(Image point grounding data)
▶

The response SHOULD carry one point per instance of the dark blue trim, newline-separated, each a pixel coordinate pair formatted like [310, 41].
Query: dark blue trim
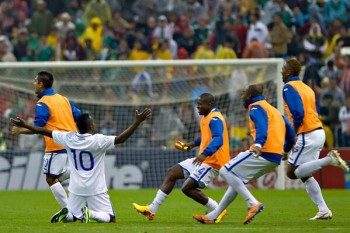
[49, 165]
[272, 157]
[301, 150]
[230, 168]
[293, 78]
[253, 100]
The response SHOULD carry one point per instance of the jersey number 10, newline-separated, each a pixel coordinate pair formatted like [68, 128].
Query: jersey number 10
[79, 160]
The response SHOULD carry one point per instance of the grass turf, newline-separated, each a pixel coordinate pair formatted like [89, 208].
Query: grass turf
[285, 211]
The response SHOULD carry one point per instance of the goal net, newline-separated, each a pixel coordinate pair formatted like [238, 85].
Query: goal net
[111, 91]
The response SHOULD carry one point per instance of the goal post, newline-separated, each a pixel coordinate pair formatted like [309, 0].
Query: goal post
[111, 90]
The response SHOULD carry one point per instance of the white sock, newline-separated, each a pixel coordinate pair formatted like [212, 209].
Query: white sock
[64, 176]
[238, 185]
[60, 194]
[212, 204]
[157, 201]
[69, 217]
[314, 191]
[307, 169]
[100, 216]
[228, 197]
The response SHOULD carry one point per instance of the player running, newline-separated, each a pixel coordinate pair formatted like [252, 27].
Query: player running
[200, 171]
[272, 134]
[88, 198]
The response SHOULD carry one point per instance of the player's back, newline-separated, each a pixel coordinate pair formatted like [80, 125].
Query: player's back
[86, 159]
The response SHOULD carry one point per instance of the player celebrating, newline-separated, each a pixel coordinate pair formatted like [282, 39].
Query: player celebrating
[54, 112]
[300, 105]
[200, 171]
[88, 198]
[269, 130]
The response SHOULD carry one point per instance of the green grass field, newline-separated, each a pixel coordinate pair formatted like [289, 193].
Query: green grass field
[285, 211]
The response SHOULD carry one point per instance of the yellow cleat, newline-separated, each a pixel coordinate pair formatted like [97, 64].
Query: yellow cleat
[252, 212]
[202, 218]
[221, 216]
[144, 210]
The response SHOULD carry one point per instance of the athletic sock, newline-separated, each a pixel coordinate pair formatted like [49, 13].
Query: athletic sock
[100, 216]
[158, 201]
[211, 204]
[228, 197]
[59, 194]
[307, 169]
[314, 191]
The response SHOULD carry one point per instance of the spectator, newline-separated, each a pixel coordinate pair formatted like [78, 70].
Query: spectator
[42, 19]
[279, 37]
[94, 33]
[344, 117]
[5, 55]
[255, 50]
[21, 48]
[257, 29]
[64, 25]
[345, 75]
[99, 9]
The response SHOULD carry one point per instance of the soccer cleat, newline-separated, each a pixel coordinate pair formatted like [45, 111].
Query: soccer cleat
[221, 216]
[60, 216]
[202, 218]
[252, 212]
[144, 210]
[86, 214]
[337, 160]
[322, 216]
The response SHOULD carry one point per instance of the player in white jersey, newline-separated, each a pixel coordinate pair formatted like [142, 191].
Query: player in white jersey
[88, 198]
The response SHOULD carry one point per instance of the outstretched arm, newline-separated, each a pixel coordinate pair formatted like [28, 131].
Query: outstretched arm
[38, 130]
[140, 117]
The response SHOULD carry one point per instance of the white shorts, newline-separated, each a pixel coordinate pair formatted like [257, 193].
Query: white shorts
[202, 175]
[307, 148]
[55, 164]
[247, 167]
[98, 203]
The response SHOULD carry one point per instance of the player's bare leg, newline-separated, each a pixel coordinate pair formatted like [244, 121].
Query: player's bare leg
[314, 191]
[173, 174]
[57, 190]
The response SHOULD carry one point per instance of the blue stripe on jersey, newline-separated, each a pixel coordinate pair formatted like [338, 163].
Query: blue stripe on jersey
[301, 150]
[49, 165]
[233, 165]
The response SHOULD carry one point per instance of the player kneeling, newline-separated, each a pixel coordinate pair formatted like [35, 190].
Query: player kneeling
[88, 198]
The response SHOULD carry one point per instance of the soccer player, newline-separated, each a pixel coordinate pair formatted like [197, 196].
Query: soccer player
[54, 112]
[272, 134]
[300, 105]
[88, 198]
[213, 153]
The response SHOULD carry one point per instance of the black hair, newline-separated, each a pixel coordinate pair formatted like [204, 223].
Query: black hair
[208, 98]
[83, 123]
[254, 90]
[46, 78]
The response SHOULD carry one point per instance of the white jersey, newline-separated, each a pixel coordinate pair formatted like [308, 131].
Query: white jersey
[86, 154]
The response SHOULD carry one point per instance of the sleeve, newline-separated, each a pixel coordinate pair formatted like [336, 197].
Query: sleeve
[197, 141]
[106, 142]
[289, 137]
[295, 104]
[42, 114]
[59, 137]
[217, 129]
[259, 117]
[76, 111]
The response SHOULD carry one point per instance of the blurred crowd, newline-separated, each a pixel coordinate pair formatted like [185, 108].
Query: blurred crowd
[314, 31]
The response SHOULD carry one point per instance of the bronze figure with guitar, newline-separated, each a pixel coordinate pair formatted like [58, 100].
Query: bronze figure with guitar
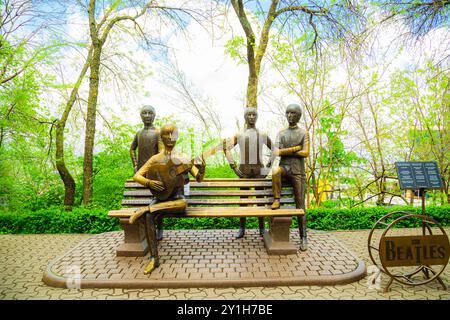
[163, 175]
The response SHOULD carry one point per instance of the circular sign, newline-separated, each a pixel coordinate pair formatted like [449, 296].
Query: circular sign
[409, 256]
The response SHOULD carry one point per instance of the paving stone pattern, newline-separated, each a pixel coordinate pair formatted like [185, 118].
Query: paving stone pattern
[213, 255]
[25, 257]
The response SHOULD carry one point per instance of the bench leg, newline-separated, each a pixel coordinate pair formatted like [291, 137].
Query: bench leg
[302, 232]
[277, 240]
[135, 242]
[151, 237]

◀

### What is required
Reproduce all entries without any change, and omit the pictures.

### Response
The response SHOULD carry one point per instance of the dark blue trim, newline-separated, each a pixel coordinate pair formatted like [310, 41].
Query: dark blue trim
[49, 165]
[272, 157]
[301, 150]
[230, 168]
[293, 78]
[253, 100]
The response SHOULD carry one point per instance of the jersey number 10, newline-separated, each a pixel coordinate pair formatted like [68, 128].
Query: jersey number 10
[79, 160]
The response SHOULD carry one point per instance of the grass turf, newline-separated, each a pixel coordinate pair formatted like [89, 208].
Query: grass turf
[285, 211]
The response SHOULD carry one point per instance of the goal net, newline-separated, each a pixel coordinate pair formatted like [238, 85].
Query: goal net
[111, 91]
The response SHOULD carry one point per instance of the goal post, newline-separated, each a pixel coordinate pair formatted like [309, 0].
Query: goal post
[111, 90]
The response SHOULD carry one point per instance of the white sock, newline-separated, each a pixel coordinate pair formatted like [212, 209].
Query: white sock
[64, 176]
[238, 185]
[60, 194]
[212, 204]
[157, 201]
[69, 217]
[314, 191]
[307, 169]
[100, 216]
[228, 197]
The response SHOULD carry one point per instance of the player running, newline-separated, each a pixel coordinate pair formatted like [252, 27].
Query: player running
[200, 171]
[272, 134]
[88, 198]
The response SHOULD carry one point per instance of the player's back, newline-separated, each a pixel coordinate pair formatted like [80, 125].
Query: player's back
[86, 159]
The response SHOULD carry one point per instance of the player celebrating, newline-separated, each a pixel coordinate pair formatted like [282, 39].
Query: player celebrating
[54, 112]
[300, 105]
[200, 171]
[88, 198]
[269, 130]
The response SHOULD carry one point per instance of the green grass field, newline-separated, each a pixel coordinate pair formatted like [289, 193].
Query: green grass field
[285, 211]
The response SHOULD carry one point per instance of the yellow cleat, newline-separated, each a pixel coordinate pair formatted like [97, 64].
Query: yellow cleat
[252, 212]
[202, 218]
[221, 216]
[144, 210]
The response SHOULD carry one point per instance of the athletic sock, newline-separated, each a pixel coordinate pair formatted like [49, 13].
Query: athletic sock
[100, 216]
[158, 201]
[211, 204]
[228, 197]
[59, 194]
[307, 169]
[314, 191]
The response SHOULD carry one point per instance of the spectator, newline-separated, each a pixel coordinate pair formatted like [78, 70].
Query: spectator
[42, 19]
[279, 37]
[94, 33]
[344, 117]
[5, 55]
[255, 50]
[21, 48]
[257, 29]
[64, 25]
[345, 75]
[99, 9]
The response SHOULD carry one point per instance of the soccer cleat, newline-separated, each a pixel coordinate pair formatted like [45, 111].
Query: soccer cleat
[221, 216]
[60, 216]
[202, 218]
[252, 212]
[144, 210]
[86, 214]
[337, 160]
[322, 216]
The response SHOULD carry one point per instance of the player in white jersey, newline-separated, each a pixel coordinate pair formatted like [142, 191].
Query: player in white jersey
[88, 198]
The response SHOULD carry one point per instance of the outstretched arm, newline-separated, each a pixel coordinate pair formatted like [28, 131].
Query: outstretched arm
[38, 130]
[140, 117]
The response SHOULD carry one point per instance of the white shorts, newline-separated, each a pixel coordinate pair formatted like [257, 193].
Query: white shorts
[202, 175]
[307, 148]
[55, 164]
[247, 167]
[98, 203]
The response SHOULD carry one point per instance of the player's bare leg, newline-separated, each a pixel coordinate pair formatted like [244, 121].
Query: player's bare leg
[314, 191]
[173, 174]
[57, 190]
The response SHOULD carry one point per instance of the blue stripe on jersey, newline-separated, each a pixel coordinate pair formatted like [338, 163].
Query: blue stripe on jersey
[301, 150]
[49, 165]
[233, 165]
The response SHOULD carry one point per instance of the player kneeling, newline-separated, each a pixel coordinate pair formatted like [35, 190].
Query: player kneeling
[88, 198]
The response SHOULD carry one point per instance of the soccer player, newline-separated, each a pixel coordinate pair formatted like [197, 196].
Query: soccer player
[54, 112]
[272, 134]
[300, 105]
[88, 198]
[213, 153]
The response SHOULD carry one point per instance of the black hair, newline-separated, each a pixel coordinate pair formatted like [204, 223].
Query: black hair
[208, 98]
[83, 123]
[254, 90]
[46, 78]
The response SHOULD carry one point per instance of the white jersey, newline-separated, each a pixel coordinate pair formatted like [308, 131].
Query: white jersey
[86, 154]
The response SHOULD carry one point per instance of the sleeve, newline-separated, each a pixel coordinate pair formatted like [336, 197].
Query: sleeve
[197, 141]
[106, 142]
[289, 137]
[295, 104]
[42, 114]
[59, 137]
[217, 129]
[259, 117]
[76, 111]
The response SHOULD carry one point per instance of the blurred crowd, newline-separated, each a pixel coordinate pair formatted like [185, 108].
Query: blurred crowd
[314, 31]
The response SHOULD carry one point per instance of the bronze figure with guitar, newline-separated, each a pixel coordinate pair formatted like [58, 100].
Query: bronze figure with guitar
[163, 175]
The response SHOULD carry one point per instance of the circular sign, newline-separated, each a pixel coordinate pair formatted like [449, 296].
Query: circular sign
[409, 256]
The response SHOULD carry one point per instance of the paving stone pattern, newline-separated, each a pixel coordinate pair formatted like [185, 118].
Query: paving stone pattern
[213, 255]
[25, 257]
The response SHOULD carry one point per instance of the bench leg, newline-separated, each a pixel coordinate pair formatted like [291, 137].
Query: bench leg
[302, 232]
[277, 240]
[135, 242]
[151, 237]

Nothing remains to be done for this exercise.